Document extract ->
#####

Since Cygwin puts its bin directories first in its PATH, this should
happen without any work on your part.

> 	If I type 'gvim', I want the Windows version to come
> up.  If I want to use the cygwin graphical version, I have to 
> use an alternate name and -g, but I don't use it often, so not
> a big deal.

If you've installed Cygwin's gvim, then it will in your PATH ahead
of the Windows gvim.  You can fix that by creating a shell script
named gvim, putting it in /usr/local/bin, and having it execute the
Windows gvim.

> 	But the problem with using the Gvim in /prog/vim
> directly is that it doesn't auto-daemonize when invoked from
> bash.  So I wrote a program to call and fork it in 
> background.

You could do that with the /usr/local/bin/gvim script, too:

    /cygdrive/c/prog/vim/gvim.exe "$@" &

> But unfortunately, when vim would look for 
> it's runtime, it looked at the path of the invoking
> program which for compatibility as a replacement for
> noteplad, had to sit in \windows\system32.  Some programs only
> looked in there for the system text editor and didn't look
> at the path.

Maybe that's the problem:  you had vim use the path of the invoking
program to select its runtime files instead of some more reliable
means.

At one time, I had my Windows vim and Cygwin vim sharing the same
runtime files.  To do that, I put something like this at the very
top of my .vimrc:

    if has("win32unix")
        " Edit &rtp to use common runtime files.
    elseif has("win32")
        " Edit &rtp to use common runtime files.
    endif

It worked fine.  I've since adopted a method I like better so I
don't use that any more, but not because it didn't work.

> 	As a result, Vim didn't know where it's runtime was.  So I 
> had to set it in the env vars. to C:/prog/vim. (I keep my vim in
> /prog/vim, not an every changing /prog/vim/vimX, because the registry
> needs fixed paths.

I just set any registry entries to point to the latest version of
vim and change them when vim's revision number changes.  Vim's
version doesn't change that often and I don't have the path to gvim
in so many places that it's a big problem.  I agree that it would be
nice not have to do that at all, though.

> 	So my various 'hacks' accumulated over the years do compensate
> for various Windows programs that didn't use the path and/or that
> required a fixed path for the editor.  
> 
> 
> >There is something wrong there.  That shouldn't be necessary.
> >
> >I'm not sure which config files you mean.  Windows gvim uses
> >C:\Program Files\Vim\vim7 for its standard runtime files whereas
> >Cygwin vim uses /usr/share/vim/vim72.
> ---
> 	Like I said -- I moved them up a level, and 'program files'
> dir is named 'prog', so it's in C:/Prog/vim.  (Win Vim accepts forward
> slash as a path separator just as cygwin vim does).
> 
> 	If I used VIMRUNTIME=C:\Prog\Vim, then cygwin vim sees
> that as C:ProgVim.  Thus VIMRUNTIME=C:/Prog/Vim.

I wouldn't expect "C:/Prog/Vim" to work with Cygwin vim, especially
with Cygwin 1.7, at least from the discussions I've been reading in
this list.  Whenever I set an environment variable like that, I
check the OS being used and format the path accordingly.

> 	Cygwin Vim doesn't handle CRLF, But WinVim understands
> CRLF OR LF.  So WinVim get's it's RUNTIME converted to unix format
> so that run time works with Cygwin's vim as well as Win Vim.

#####

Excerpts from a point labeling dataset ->
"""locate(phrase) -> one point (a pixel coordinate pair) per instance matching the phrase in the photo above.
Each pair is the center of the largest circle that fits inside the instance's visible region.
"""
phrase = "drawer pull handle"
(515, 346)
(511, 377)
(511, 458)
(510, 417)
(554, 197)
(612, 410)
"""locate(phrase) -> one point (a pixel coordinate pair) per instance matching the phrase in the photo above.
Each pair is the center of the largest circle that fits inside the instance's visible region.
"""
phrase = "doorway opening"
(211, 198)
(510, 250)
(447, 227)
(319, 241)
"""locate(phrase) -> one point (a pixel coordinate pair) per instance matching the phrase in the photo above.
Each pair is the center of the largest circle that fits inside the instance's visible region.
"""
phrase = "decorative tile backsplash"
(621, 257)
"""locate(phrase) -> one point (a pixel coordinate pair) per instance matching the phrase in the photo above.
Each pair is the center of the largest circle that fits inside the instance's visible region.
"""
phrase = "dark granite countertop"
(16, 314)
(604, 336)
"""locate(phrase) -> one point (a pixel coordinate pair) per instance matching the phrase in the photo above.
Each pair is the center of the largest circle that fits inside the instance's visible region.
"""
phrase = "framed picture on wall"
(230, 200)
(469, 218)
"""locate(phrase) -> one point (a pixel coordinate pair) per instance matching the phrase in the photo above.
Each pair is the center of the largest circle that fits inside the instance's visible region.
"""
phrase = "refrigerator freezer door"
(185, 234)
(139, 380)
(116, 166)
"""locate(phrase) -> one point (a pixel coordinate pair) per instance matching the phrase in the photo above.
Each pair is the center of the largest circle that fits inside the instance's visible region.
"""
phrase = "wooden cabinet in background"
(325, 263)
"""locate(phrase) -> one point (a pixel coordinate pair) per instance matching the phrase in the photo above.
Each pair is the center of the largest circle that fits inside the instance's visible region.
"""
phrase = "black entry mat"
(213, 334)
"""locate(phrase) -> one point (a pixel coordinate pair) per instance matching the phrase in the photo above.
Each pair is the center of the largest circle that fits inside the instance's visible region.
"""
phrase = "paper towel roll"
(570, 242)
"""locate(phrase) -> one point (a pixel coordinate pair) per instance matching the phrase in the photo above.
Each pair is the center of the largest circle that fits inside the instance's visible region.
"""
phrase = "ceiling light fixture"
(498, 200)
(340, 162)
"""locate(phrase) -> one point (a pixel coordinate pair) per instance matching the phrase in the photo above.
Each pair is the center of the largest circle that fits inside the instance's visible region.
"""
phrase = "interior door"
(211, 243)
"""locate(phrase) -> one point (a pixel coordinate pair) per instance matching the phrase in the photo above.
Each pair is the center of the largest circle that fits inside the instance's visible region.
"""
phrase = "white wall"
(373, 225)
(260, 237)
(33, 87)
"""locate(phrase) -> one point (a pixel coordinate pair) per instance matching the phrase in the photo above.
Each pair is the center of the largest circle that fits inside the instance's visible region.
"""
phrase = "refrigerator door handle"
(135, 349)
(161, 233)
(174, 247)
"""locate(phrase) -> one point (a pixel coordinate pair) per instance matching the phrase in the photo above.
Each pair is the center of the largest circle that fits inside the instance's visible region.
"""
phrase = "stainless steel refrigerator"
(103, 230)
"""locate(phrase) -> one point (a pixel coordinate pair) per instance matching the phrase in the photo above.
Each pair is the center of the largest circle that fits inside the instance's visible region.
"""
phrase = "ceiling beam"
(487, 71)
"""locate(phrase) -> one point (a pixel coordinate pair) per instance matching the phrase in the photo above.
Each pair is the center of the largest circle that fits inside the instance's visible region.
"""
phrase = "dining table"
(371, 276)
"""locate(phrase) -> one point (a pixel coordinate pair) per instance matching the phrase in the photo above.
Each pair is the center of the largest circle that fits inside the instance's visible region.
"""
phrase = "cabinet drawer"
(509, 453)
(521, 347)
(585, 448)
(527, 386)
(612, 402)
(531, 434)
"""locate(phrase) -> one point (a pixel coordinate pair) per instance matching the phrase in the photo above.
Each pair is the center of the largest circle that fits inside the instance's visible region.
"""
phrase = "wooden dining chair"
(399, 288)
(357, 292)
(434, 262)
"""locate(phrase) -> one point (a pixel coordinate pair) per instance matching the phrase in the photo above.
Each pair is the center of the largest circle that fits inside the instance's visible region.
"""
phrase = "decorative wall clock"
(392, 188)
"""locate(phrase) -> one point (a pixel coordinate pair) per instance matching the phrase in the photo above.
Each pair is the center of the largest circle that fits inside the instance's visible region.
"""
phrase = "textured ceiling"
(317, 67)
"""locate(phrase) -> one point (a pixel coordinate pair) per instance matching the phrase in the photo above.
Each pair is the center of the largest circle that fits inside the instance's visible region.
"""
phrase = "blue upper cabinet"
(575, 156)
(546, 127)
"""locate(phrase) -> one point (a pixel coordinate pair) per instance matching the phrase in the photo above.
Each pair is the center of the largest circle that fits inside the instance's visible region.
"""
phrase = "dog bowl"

#####

Exercise requirements ->
a - Please quote the Vim discussion word for word, everything from "At one time, I" down to "it didn't work.".
b - What steps does the Vim discussion give for making the command gvim run the Windows gvim instead of Cygwin's gvim?
c - According to the Vim discussion, which directory does Cygwin vim use for its standard runtime files?
This material comes from a different source than the Vim discussion.

Answers to the exercises ->
a -
At one time, I had my Windows vim and Cygwin vim sharing the same
runtime files.  To do that, I put something like this at the very
top of my .vimrc:

    if has("win32unix")
        " Edit &rtp to use common runtime files.
    elseif has("win32")
        " Edit &rtp to use common runtime files.
    endif

It worked fine.  I've since adopted a method I like better so I
don't use that any more, but not because it didn't work.

b -
- Create a shell script named gvim.
- Put it in /usr/local/bin.
- Have it execute the Windows gvim.

c - /usr/share/vim/vim72